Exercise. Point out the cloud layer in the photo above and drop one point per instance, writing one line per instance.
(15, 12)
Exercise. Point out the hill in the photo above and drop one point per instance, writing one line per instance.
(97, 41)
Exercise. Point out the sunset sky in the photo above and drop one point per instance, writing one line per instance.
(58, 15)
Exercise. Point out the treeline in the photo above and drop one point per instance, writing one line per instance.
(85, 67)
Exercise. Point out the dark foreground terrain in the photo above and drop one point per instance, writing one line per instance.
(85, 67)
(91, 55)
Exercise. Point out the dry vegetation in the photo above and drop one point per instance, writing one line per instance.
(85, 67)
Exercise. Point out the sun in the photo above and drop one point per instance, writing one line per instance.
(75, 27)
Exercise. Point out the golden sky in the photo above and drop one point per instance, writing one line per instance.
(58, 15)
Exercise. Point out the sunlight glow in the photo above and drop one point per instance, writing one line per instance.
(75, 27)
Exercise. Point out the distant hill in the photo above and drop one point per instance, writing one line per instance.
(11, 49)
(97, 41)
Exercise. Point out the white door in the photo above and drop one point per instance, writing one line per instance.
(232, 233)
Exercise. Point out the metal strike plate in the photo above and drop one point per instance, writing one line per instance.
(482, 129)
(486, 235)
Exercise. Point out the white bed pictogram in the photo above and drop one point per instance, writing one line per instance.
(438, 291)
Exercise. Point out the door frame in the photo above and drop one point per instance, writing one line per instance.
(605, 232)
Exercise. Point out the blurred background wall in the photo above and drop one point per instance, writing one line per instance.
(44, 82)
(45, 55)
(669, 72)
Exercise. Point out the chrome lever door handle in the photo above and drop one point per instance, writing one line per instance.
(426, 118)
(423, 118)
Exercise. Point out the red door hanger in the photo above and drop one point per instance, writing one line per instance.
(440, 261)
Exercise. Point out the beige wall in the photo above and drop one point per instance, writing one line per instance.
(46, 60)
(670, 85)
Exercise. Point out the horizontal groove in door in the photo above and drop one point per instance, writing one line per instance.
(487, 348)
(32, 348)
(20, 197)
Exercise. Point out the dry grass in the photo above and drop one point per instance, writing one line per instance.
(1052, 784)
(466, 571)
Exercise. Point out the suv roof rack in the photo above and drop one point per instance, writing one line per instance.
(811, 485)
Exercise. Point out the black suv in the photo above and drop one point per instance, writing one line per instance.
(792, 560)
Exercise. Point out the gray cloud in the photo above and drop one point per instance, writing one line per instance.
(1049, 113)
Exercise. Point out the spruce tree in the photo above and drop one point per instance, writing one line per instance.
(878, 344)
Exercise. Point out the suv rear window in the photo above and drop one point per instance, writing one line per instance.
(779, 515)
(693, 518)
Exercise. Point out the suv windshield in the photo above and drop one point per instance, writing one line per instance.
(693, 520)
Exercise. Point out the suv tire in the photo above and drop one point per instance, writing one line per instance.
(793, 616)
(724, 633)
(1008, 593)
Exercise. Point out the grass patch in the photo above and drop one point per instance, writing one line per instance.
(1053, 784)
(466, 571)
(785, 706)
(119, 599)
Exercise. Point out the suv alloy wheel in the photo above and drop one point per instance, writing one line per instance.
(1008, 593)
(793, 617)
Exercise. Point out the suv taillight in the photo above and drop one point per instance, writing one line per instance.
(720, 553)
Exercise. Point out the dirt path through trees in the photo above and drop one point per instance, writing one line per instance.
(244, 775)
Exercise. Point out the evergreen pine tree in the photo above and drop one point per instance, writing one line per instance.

__What to do__.
Extract all of the material exactly as it is written.

__Solution for this problem__.
Exercise. Point out the cloud layer in the photo above and drop one point per instance, writing one line per instance.
(15, 12)
Exercise. Point out the hill in the photo above and drop one point per instance, writing one line per instance.
(97, 41)
Exercise. Point out the sunset sky in the photo above and drop one point per instance, writing one line per instance.
(58, 15)
Exercise. Point out the treeline in the photo above and drop one point per instance, writing one line per instance.
(85, 67)
Exercise. Point out the dark foreground terrain in the photo above and drop one point per instance, writing one line per instance.
(85, 67)
(91, 55)
Exercise. Point out the dry vegetation in the photo above and drop one point per instance, writing one line per instance.
(85, 67)
Exercise. Point out the sun in the photo above and drop one point per instance, writing one line per instance.
(75, 27)
Exercise. Point out the golden sky in the photo above and drop one point per instance, writing one line per instance.
(58, 15)
Exercise. Point out the sunlight glow in the photo above and drop one point per instance, writing one line per instance.
(75, 27)
Exercise. Point out the distant hill in the photo above and drop one point per instance, writing one line per instance.
(11, 49)
(97, 41)
Exercise. Point out the white door in the photo above and drop one point per instance, writing one line per instance.
(232, 233)
Exercise. Point out the metal strike plate in the photo above and drop one point per instance, writing one line per instance.
(482, 129)
(486, 235)
Exercise. Point out the white bed pictogram in the photo above and drop one point per instance, writing one line per instance.
(438, 291)
Exercise. Point out the door frame in the photo above and drop one point per instance, writing one line per instance.
(605, 232)
Exercise. Point out the blurred background wall in the photo above and drop one point per instance, writing one line per instance.
(44, 82)
(45, 55)
(669, 72)
Exercise. Point out the chrome lever door handle in the photo above and drop one point per instance, writing one line per instance.
(426, 118)
(423, 118)
Exercise. Point out the red door hanger in the photo above and drop one point per instance, writing one line per instance.
(440, 261)
Exercise. Point out the beige wall in the photo above and drop one point per instance, writing one line per instance.
(46, 60)
(670, 85)
Exercise. Point out the horizontal groove in door in the photo above and drop one point per instance, writing one line per instance.
(487, 348)
(32, 348)
(20, 197)
Exercise. Point out the dry grass in the photo above and drop one point per instance, writing one line per instance.
(1052, 784)
(466, 571)
Exercise. Point out the suv roof rack in the photo above and drop one point per instance, writing one line per instance.
(811, 485)
Exercise. Point out the black suv in the photo above and drop one point per instance, writing one line per instance.
(792, 560)
Exercise. Point out the gray cloud in the photo above and drop one point per instance, writing one line per instance.
(1049, 113)
Exercise. Point out the spruce tree in the photo above and drop one point per instance, writing one line per instance.
(878, 344)
Exercise. Point out the suv rear window in the photo above and drop one point per instance, writing one line per instance.
(779, 515)
(693, 518)
Exercise. Point out the suv windshield in the photo above and drop one point per instance, writing one line per instance.
(693, 520)
Exercise. Point out the suv tire in the photo above and drop one point per instance, writing one line per instance.
(793, 616)
(724, 633)
(1008, 593)
Exercise. Point out the grass patch in the photo above and drop one point per instance, writing one line per instance.
(1053, 784)
(466, 571)
(785, 706)
(119, 599)
Exercise. Point out the suv alloy wheel in the photo above and drop one point per instance, writing one line per instance.
(1008, 593)
(793, 617)
Exercise. Point out the suv taillight in the photo above and drop one point per instance, writing one line per instance.
(720, 553)
Exercise. Point out the dirt path through trees in the photo above and drop one point per instance, writing one line per instance.
(244, 775)
Exercise. Point out the evergreen pine tree in the photo above and drop one point per instance, writing one line per instance.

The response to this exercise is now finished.